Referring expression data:
══════
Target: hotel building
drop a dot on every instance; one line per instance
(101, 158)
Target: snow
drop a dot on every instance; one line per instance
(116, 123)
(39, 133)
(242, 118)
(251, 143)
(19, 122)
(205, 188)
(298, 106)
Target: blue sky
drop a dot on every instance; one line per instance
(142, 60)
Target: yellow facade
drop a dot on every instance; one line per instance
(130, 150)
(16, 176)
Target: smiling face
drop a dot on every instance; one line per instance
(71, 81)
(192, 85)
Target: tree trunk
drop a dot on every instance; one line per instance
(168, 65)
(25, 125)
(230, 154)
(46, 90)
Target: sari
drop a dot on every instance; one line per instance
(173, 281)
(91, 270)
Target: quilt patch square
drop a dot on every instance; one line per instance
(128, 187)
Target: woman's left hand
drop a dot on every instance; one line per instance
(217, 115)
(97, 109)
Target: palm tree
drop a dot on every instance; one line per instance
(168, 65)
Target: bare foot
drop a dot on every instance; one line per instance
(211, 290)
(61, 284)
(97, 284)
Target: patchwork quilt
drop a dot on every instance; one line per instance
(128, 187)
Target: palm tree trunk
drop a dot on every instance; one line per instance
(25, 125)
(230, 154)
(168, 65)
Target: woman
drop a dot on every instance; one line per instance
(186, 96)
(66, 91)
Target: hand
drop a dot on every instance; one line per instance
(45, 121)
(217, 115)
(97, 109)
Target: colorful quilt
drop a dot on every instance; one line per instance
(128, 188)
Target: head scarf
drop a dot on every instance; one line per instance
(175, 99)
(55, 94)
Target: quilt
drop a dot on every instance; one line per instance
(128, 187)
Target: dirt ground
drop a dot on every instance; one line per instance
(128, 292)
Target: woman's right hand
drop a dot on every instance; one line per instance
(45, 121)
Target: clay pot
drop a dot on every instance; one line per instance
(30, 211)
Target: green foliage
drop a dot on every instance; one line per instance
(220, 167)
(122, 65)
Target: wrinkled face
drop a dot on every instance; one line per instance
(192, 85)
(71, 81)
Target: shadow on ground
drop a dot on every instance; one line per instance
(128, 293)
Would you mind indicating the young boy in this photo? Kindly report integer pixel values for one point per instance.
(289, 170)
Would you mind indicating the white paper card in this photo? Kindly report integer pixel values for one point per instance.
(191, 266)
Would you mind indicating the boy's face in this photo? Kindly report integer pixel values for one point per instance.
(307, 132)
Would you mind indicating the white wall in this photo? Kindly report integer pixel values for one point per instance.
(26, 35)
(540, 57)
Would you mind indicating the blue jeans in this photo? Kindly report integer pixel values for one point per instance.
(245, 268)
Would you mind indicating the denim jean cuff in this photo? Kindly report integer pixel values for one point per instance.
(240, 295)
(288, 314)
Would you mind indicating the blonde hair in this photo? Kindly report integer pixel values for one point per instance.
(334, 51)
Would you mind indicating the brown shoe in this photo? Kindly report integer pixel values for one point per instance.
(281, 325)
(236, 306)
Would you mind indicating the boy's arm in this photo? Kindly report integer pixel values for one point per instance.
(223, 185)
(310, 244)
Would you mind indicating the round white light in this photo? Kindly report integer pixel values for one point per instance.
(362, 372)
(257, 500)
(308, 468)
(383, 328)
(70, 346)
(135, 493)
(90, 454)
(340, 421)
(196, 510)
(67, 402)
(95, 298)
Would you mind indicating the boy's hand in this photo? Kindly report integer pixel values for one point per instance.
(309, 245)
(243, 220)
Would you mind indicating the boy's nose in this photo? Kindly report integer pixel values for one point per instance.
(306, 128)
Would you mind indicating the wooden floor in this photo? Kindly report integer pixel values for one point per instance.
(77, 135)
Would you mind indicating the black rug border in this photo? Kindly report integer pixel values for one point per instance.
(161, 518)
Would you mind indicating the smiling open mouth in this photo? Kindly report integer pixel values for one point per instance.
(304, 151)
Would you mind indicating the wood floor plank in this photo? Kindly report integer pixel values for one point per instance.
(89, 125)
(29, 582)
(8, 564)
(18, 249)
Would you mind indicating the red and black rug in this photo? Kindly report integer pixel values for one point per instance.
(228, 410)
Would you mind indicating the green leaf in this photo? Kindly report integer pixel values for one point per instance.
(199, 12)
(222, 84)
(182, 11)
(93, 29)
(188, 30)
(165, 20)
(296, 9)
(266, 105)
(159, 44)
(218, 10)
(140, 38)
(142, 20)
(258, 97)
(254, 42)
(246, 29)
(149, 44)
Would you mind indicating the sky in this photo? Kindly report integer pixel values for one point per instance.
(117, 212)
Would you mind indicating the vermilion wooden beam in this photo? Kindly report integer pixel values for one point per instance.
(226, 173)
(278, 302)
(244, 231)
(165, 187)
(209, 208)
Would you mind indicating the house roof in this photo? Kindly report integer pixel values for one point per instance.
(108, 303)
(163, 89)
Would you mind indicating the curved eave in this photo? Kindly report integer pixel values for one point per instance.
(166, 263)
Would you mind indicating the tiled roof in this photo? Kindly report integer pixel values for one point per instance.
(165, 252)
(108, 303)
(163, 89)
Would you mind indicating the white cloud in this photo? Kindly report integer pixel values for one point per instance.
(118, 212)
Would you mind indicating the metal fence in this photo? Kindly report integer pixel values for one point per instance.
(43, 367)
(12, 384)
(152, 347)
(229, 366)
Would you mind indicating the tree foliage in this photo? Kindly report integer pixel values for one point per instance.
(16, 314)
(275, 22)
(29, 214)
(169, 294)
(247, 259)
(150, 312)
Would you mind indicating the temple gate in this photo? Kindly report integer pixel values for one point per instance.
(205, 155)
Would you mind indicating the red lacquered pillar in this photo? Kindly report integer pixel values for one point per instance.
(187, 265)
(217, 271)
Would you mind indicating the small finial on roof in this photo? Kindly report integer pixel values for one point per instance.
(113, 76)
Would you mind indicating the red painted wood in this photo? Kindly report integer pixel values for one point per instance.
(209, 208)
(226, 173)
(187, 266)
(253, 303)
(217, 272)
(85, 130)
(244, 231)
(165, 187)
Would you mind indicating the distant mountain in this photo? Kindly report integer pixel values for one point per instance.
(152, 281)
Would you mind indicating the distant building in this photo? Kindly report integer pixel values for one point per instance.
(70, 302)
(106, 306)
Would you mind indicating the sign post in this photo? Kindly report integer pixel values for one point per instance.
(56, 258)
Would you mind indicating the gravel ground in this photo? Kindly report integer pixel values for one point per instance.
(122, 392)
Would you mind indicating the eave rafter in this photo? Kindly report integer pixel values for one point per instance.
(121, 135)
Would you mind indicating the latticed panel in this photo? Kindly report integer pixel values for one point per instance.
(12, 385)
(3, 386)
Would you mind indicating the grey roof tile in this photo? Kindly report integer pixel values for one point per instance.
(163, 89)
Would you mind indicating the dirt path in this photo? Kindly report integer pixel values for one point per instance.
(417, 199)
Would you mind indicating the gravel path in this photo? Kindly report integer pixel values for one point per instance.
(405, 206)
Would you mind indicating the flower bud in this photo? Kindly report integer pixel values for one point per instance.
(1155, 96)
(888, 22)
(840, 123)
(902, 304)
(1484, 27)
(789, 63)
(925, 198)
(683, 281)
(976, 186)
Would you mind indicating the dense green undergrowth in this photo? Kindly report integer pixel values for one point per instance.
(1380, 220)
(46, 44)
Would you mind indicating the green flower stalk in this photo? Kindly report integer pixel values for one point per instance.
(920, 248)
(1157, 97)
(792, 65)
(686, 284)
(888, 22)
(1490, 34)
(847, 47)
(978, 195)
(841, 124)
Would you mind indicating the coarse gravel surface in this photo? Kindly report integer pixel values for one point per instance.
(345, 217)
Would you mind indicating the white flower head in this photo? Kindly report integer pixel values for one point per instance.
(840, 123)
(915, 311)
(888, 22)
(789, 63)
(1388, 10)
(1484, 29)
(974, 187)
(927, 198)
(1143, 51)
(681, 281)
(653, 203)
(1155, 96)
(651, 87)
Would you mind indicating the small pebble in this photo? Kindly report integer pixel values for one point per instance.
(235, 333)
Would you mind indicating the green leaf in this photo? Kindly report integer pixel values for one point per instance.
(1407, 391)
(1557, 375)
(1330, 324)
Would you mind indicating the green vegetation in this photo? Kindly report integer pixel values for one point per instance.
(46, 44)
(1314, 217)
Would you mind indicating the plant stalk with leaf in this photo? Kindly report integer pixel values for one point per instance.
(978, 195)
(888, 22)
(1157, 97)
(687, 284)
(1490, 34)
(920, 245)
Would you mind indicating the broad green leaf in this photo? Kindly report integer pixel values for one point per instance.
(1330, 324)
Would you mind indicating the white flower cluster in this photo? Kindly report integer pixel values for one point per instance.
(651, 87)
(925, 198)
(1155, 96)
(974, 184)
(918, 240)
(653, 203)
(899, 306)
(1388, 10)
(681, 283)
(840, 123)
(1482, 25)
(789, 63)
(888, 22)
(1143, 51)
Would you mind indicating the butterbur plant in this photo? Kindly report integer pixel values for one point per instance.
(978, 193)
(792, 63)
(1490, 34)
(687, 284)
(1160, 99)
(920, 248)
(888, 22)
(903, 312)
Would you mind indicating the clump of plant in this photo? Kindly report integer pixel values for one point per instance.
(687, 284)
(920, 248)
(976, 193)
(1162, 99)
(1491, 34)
══════
> Problem to work on:
Report every line of the entries that carries the word "trunk".

> Reply:
Target: tree trunk
Target: palm tree trunk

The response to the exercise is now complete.